The states on board–California, Connecticut, Maryland, Massachusetts, New York, Oregon, Rhode Island, and Vermont–may seem like the usual suspects in the fight for zero-emission cars; but they also bring to the table a lot of firing power in representing more than a quarter of the national car market.  And their goal, a lofty one considering the stagnant electric car market, is doable if their plans actually come to fruition.  The 8 states believe that in order to achieve sales of at least 3.3 million emission-free vehicles by 2025, charging stations need to be readily available and affordable.  By instituting a universal quick-payment system, similar to E-ZPass, and creating a network of charging stations throughout the U.S. (the Northeast states have already proposed more than a thousand stations from Maine to DC), the goal of 3.3 million cars can be achieved.  Throw in incentives such as access to high-occupancy lanes, reduced tolls, preferred parking, and charging credits, and the likelihood of getting the average car buyer on board increases.

But, of course, this entire plan is contingent upon each state’s access to money in order to fund this proposal.  However, according to a New York Times article, “A spokesman for the air resources board pointed out that the states had money from a variety of sources.”  By sharing the responsibility between the 8 states, and leaving the federal government’s stranglehold out of the equation, this plan might actually set the wheels in motion towards a green car future.

DATASET EXCERPTS:

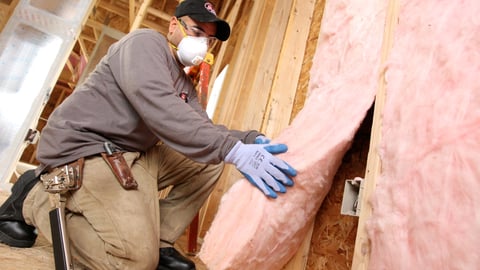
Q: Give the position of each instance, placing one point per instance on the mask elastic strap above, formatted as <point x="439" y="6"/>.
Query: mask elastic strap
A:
<point x="184" y="31"/>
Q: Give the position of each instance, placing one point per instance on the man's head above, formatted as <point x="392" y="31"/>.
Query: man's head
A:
<point x="203" y="12"/>
<point x="193" y="29"/>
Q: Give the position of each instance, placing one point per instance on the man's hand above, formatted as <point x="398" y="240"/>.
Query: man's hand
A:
<point x="257" y="163"/>
<point x="260" y="139"/>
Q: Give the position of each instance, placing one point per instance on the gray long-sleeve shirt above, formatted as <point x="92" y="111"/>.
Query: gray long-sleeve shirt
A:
<point x="132" y="99"/>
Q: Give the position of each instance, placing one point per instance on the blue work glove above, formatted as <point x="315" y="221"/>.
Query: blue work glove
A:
<point x="265" y="171"/>
<point x="260" y="139"/>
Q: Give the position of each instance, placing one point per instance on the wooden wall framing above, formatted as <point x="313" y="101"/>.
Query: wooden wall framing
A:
<point x="269" y="56"/>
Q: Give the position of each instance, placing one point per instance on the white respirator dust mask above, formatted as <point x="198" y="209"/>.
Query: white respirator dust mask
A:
<point x="192" y="50"/>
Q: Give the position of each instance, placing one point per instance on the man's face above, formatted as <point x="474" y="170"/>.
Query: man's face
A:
<point x="179" y="27"/>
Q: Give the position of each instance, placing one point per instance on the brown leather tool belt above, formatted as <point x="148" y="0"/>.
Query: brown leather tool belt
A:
<point x="120" y="169"/>
<point x="64" y="178"/>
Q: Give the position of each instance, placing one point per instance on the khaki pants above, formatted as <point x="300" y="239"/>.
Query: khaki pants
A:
<point x="113" y="228"/>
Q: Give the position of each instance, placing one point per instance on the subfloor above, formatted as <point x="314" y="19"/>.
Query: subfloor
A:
<point x="40" y="256"/>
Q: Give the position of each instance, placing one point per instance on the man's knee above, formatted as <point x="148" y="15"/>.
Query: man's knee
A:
<point x="139" y="258"/>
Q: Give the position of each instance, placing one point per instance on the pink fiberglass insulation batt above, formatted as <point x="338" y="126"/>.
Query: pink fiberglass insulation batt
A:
<point x="251" y="231"/>
<point x="426" y="204"/>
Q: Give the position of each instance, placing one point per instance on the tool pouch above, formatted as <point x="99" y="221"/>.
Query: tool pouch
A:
<point x="64" y="178"/>
<point x="120" y="168"/>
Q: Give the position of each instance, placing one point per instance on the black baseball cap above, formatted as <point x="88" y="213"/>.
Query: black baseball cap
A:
<point x="202" y="11"/>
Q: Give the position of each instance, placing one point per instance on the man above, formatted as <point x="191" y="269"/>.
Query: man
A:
<point x="139" y="108"/>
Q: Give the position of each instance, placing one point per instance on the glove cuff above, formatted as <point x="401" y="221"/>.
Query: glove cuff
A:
<point x="230" y="158"/>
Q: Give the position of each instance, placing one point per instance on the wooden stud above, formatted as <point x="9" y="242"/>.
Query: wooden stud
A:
<point x="361" y="256"/>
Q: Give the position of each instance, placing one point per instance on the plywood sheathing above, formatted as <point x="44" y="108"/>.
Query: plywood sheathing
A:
<point x="269" y="38"/>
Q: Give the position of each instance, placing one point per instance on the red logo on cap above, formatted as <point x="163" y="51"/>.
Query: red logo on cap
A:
<point x="209" y="7"/>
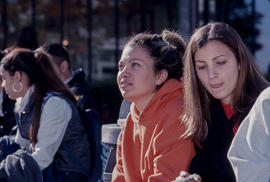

GIVEN TASK 1:
According to the zero-emission car passage, how many charging stations have the Northeast states already proposed?
GIVEN TASK 2:
Rework the zero-emission car passage from "But, of course, this" down to "green car future.", putting "grip" in place of "stranglehold".

EXPECTED ANSWER 1:
More than a thousand, from Maine to DC.

EXPECTED ANSWER 2:
But, of course, this entire plan is contingent upon each state’s access to money in order to fund this proposal.  However, according to a New York Times article, “A spokesman for the air resources board pointed out that the states had money from a variety of sources.”  By sharing the responsibility between the 8 states, and leaving the federal government’s grip out of the equation, this plan might actually set the wheels in motion towards a green car future.